What you will do: Only the lines that hold the word "woman" are wanted from this listing.

Material shown:
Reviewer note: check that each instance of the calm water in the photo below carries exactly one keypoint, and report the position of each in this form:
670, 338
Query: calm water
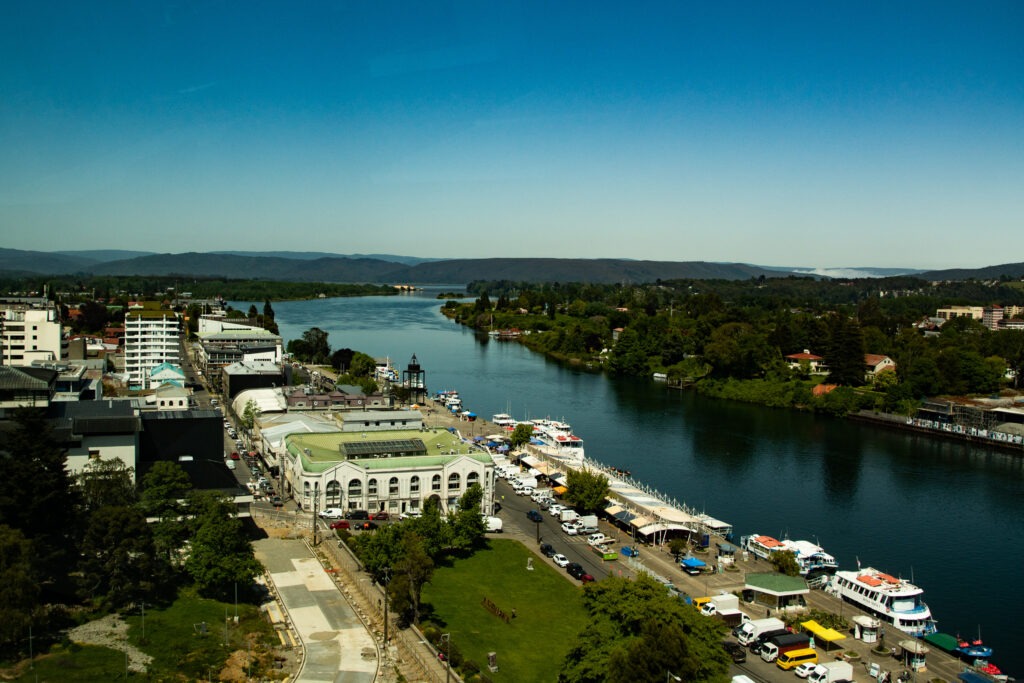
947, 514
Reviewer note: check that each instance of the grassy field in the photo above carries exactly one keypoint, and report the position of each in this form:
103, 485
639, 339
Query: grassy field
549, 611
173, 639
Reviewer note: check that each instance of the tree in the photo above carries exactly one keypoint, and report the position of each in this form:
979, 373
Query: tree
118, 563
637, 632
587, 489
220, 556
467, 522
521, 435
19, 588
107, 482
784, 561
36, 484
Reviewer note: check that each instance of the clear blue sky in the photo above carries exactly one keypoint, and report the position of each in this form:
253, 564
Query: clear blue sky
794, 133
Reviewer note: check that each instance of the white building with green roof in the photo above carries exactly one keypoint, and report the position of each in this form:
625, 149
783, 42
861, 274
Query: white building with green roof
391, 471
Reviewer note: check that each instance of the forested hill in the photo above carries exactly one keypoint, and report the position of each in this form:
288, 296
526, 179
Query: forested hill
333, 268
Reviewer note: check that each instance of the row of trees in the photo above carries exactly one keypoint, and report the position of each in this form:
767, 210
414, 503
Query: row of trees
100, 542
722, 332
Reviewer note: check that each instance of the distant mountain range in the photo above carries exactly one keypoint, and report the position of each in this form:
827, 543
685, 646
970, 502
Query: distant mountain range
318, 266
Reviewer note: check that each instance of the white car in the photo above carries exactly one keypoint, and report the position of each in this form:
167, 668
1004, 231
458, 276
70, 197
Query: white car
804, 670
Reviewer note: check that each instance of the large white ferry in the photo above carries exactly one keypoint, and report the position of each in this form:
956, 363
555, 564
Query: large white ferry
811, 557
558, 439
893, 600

...

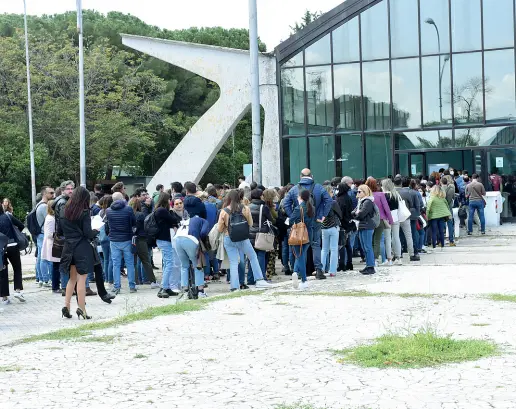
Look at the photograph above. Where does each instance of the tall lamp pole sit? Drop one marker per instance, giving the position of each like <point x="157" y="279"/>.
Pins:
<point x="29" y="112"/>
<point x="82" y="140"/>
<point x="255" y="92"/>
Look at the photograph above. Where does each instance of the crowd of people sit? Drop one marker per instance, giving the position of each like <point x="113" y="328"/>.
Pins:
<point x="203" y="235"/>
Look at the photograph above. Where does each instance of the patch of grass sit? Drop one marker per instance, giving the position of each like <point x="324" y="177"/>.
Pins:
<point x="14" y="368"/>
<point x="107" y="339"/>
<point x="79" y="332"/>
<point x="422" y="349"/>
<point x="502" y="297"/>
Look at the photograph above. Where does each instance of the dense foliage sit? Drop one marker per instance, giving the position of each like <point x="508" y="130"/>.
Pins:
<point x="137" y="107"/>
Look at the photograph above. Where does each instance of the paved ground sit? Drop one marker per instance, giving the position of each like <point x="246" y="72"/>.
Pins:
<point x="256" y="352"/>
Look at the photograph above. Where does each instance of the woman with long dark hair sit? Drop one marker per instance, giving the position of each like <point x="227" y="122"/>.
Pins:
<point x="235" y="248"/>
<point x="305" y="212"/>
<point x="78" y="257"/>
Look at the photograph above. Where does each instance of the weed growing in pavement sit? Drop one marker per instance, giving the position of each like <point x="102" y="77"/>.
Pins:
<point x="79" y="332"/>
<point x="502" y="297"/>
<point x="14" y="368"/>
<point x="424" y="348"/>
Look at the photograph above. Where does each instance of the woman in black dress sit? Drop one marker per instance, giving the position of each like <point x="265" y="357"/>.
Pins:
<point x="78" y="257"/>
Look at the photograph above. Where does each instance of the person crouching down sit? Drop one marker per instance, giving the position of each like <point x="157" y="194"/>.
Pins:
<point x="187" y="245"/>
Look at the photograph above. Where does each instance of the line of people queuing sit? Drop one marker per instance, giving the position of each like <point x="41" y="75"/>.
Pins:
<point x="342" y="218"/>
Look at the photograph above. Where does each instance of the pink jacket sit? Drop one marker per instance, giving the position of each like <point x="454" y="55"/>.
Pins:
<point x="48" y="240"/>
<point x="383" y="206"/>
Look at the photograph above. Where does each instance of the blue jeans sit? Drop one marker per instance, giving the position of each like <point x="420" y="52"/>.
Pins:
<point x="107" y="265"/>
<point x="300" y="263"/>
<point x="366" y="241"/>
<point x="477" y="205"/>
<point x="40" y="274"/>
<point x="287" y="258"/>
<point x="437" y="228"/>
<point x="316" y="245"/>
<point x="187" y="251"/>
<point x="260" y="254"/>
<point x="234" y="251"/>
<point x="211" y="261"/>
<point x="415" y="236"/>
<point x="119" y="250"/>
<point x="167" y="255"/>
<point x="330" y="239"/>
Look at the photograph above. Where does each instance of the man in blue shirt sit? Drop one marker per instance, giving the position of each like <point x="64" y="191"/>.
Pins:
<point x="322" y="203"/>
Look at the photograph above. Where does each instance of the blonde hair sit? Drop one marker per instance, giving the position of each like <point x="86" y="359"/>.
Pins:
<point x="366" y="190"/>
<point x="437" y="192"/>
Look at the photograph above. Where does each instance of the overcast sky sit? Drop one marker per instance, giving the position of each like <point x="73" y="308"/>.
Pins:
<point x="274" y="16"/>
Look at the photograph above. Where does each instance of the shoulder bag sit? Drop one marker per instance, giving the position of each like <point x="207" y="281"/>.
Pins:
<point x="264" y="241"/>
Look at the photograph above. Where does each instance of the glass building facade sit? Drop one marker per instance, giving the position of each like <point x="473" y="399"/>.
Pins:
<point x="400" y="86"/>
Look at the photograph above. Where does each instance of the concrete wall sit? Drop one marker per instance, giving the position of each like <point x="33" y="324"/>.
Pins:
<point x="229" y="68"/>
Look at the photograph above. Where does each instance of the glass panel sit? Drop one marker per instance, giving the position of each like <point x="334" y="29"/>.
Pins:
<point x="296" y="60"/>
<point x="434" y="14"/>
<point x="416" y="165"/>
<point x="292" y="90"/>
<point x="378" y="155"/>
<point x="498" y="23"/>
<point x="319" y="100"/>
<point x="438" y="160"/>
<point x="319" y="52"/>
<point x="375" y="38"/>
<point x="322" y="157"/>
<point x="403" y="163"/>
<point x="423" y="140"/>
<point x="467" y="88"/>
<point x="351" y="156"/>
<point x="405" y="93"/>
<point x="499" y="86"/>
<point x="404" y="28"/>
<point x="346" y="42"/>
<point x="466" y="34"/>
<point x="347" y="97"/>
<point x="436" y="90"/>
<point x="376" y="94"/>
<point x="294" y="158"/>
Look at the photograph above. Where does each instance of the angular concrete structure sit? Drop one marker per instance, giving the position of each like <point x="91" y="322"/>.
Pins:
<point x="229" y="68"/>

Written response:
Look at the photograph above. Where does each instance of the woman with long dark hair sit? Drop one marker per instance, giving the position of each like <point x="227" y="122"/>.
Look at the photograph above. Where does each instance of the woman in black dress sit? Drop one marker per instance, giving the position of each like <point x="265" y="357"/>.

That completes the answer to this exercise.